* **Work instructions**: Reproduce every line of the data below word for word, omitting the pictures.

[Unprocessed data]

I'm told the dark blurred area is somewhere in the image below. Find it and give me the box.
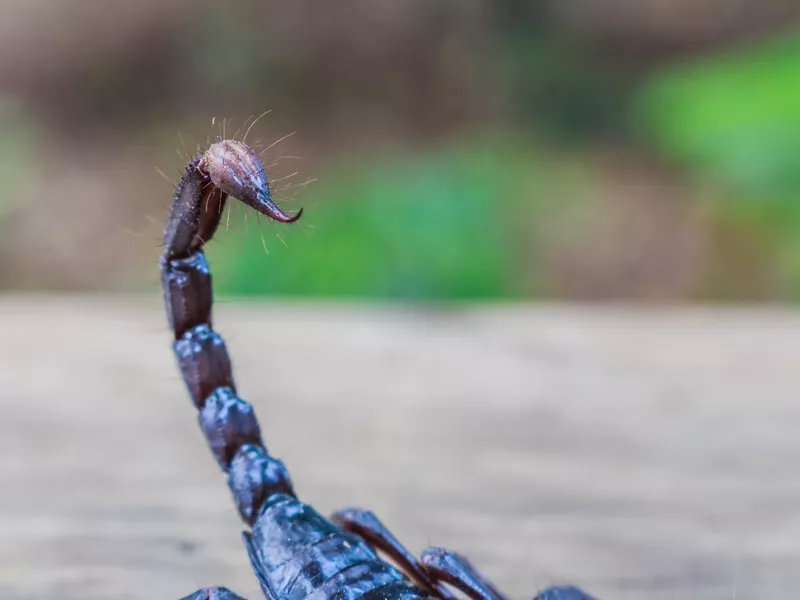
[0,0,800,301]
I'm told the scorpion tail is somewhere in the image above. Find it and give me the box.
[161,140,299,525]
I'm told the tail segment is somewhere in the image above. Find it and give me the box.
[161,145,295,525]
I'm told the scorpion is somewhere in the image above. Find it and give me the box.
[160,139,593,600]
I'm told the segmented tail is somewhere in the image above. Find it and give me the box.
[161,140,302,525]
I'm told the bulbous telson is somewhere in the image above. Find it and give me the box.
[197,140,303,223]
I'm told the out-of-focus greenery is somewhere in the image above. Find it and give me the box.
[636,33,800,299]
[0,96,33,217]
[210,138,576,300]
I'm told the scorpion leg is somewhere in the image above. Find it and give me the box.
[181,588,250,600]
[422,547,596,600]
[422,547,506,600]
[331,508,456,600]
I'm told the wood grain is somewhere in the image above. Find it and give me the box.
[0,296,800,600]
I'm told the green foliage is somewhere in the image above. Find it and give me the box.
[210,140,556,300]
[638,34,800,198]
[0,96,34,217]
[636,33,800,299]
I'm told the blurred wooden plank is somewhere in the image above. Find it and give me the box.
[0,297,800,600]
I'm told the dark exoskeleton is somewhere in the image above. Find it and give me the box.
[161,140,591,600]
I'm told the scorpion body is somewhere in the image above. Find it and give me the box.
[161,140,591,600]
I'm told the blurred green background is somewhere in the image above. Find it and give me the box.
[0,0,800,301]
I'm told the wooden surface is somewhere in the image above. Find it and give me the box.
[0,297,800,600]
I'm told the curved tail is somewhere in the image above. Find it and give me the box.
[161,140,300,525]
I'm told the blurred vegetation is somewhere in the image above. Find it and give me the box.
[637,33,800,300]
[0,0,800,301]
[210,139,542,300]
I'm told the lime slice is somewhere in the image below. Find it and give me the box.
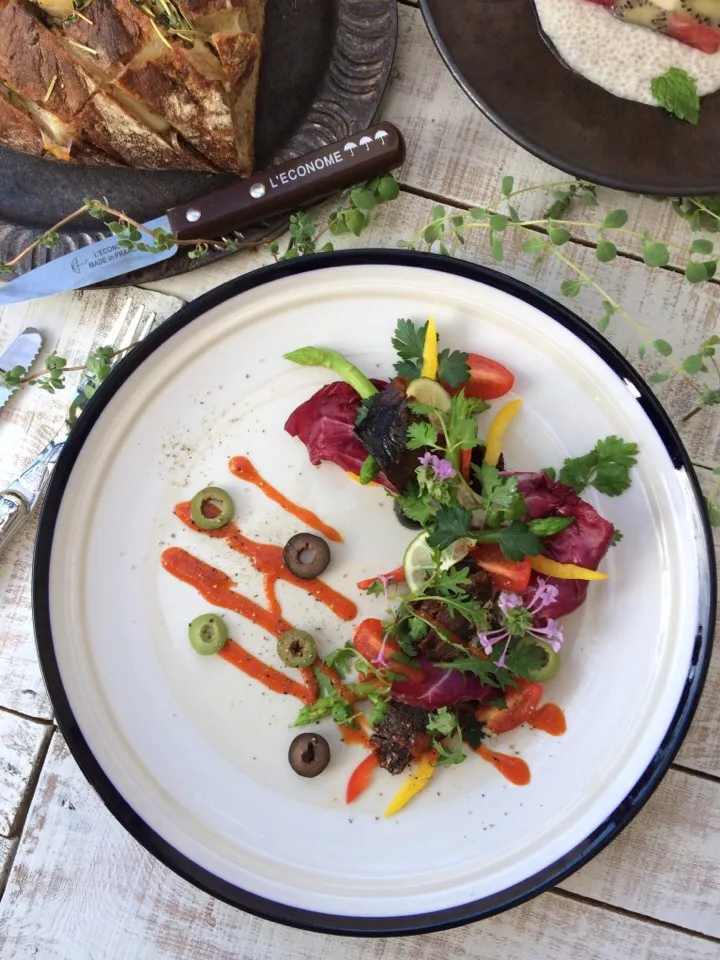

* **Result for this exercise**:
I'm told the dark blurred area is somewhere in the image below. Find it and give me the box.
[0,0,800,301]
I'm told the scorpion tail is somewhere in the image above. Find it and give me the box.
[161,140,299,525]
I'm told the tail segment is somewhere in the image above. Find it and give me the box.
[161,145,295,525]
I'm told the scorpion is somewhere in the image above. Find it and give me the box.
[160,139,593,600]
I'm told the segmented tail is somewhere in the image above. Find it and give me the box.
[161,140,302,525]
I'm told the bulbous telson is somewhere in the image above. Find it and give me the box.
[197,140,303,223]
I'm told the out-of-focus greenery is somewhere in the image above. Find it and give me the box.
[636,33,800,299]
[0,96,33,217]
[210,138,576,300]
I'm told the scorpion leg is somewhere in the image above. Find it and give me the box.
[181,588,250,600]
[422,547,596,600]
[422,547,506,600]
[331,508,456,600]
I'm told the wood grain is somewhere in the image above. Find it and give me the box.
[0,296,800,600]
I'm told the green foliage is somewhere in the image above. Find it and give me the box.
[210,140,556,300]
[638,34,800,198]
[0,96,34,217]
[636,33,800,299]
I'm told the blurred wooden plank is somewhere in the image above. Find it and give me the box.
[0,297,800,600]
I'm told the dark exoskeleton is somewhere in the image above. Find it and give me the box.
[161,140,591,600]
I'm told the scorpion body is somewhere in the image above. Find it and give me the box.
[161,140,591,600]
I'm told the blurred green background is somewhere in the image above. Find it and give me the box.
[0,0,800,301]
I'm told the wooden surface is somewhere in the image above. Find it and give me the box.
[0,297,800,600]
I'm told the curved tail is somewhere in the image above. Find it and give me the box.
[161,140,300,525]
I'm told the blurred vegetation is somewhere in the image above. Find it and give me the box.
[637,33,800,300]
[0,0,800,301]
[210,139,542,300]
I'm told the lime slice is somewhere in the image below. Find it and give me the box.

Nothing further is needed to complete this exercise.